§ ABOUT THIS TASK: Each record below is to be restated word for word.

-----

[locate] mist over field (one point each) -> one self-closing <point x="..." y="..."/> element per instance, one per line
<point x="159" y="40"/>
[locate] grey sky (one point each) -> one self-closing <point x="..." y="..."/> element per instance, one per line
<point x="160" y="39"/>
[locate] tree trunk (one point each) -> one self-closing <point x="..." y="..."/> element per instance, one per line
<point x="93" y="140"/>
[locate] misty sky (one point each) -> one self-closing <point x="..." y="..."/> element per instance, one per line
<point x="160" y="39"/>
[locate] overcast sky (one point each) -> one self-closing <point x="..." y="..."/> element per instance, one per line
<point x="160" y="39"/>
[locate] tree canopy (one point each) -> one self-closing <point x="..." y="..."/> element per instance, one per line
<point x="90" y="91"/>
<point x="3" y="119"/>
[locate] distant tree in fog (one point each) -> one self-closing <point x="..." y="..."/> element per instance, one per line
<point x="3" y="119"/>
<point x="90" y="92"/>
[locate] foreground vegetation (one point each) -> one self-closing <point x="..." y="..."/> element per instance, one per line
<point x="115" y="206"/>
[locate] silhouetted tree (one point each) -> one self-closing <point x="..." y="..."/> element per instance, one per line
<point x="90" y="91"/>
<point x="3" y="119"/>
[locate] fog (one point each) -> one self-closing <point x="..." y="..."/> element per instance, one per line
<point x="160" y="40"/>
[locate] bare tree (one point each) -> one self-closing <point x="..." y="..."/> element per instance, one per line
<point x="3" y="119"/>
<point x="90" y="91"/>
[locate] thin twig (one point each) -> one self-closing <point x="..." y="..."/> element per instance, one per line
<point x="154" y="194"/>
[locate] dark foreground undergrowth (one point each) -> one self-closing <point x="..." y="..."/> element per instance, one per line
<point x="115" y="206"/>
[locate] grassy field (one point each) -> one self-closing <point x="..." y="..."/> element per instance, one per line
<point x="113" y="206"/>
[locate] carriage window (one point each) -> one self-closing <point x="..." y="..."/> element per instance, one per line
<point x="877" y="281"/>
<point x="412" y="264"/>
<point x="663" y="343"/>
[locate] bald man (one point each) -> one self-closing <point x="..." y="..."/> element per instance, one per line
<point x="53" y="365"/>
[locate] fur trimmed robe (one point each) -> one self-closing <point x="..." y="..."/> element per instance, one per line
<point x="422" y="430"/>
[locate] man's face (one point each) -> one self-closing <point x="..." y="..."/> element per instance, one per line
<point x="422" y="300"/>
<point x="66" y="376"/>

-----

§ WORKED SOLUTION:
[locate] mist over field (one point each) -> one self-closing <point x="..." y="..."/> element per instance, one per line
<point x="159" y="40"/>
[locate] grey sky (one point each) -> one self-closing <point x="..." y="..."/> element per instance, one per line
<point x="160" y="39"/>
[locate] tree trunk (one point each) -> one self-closing <point x="..." y="..."/> element per instance, one per line
<point x="93" y="140"/>
[locate] misty sky (one point each) -> one self-closing <point x="..." y="..."/> element per instance, one per line
<point x="160" y="39"/>
[locate] overcast sky (one point each) -> one self-closing <point x="..." y="..."/> element per instance, one per line
<point x="160" y="39"/>
[locate] tree canopy (one point each) -> one self-closing <point x="..." y="..."/> element per instance, one per line
<point x="90" y="91"/>
<point x="3" y="119"/>
[locate] distant tree in fog (one point each) -> one self-closing <point x="..." y="..."/> element per instance, one per line
<point x="3" y="119"/>
<point x="90" y="92"/>
[locate] foreground vegetation (one point each) -> one self-closing <point x="..." y="..."/> element per instance, one per line
<point x="115" y="206"/>
[locate] silhouetted tree (one point each) -> one self-closing <point x="..." y="..."/> element per instance, one per line
<point x="90" y="91"/>
<point x="3" y="119"/>
[locate] fog (one point each) -> one self-closing <point x="..." y="..."/> element per instance, one per line
<point x="160" y="40"/>
[locate] bare tree (one point each) -> one self-closing <point x="..." y="..."/> element per instance, one per line
<point x="3" y="119"/>
<point x="90" y="91"/>
[locate] thin twig (one point each) -> one self-closing <point x="..." y="..."/> element per instance, one per line
<point x="154" y="194"/>
[locate] dark foreground undergrowth (one point each) -> one self-closing <point x="..." y="..."/> element per instance, one per line
<point x="115" y="206"/>
[locate] grassy field (one point each) -> one self-closing <point x="..." y="..."/> element per instance, one per line
<point x="113" y="206"/>
[locate] carriage window (one point each) -> one self-closing <point x="..." y="..."/> element per instance, one per line
<point x="877" y="281"/>
<point x="412" y="264"/>
<point x="663" y="343"/>
[locate] bald man (one point each) -> one self-closing <point x="..." y="..."/> element per instance, one per line
<point x="53" y="365"/>
[locate] fur trimmed robe (one point each) -> one self-closing <point x="..." y="..."/> element per instance, one per line
<point x="422" y="430"/>
[locate] man's face (one point each) -> one self-closing <point x="..." y="..."/> element per instance, one per line
<point x="422" y="300"/>
<point x="66" y="376"/>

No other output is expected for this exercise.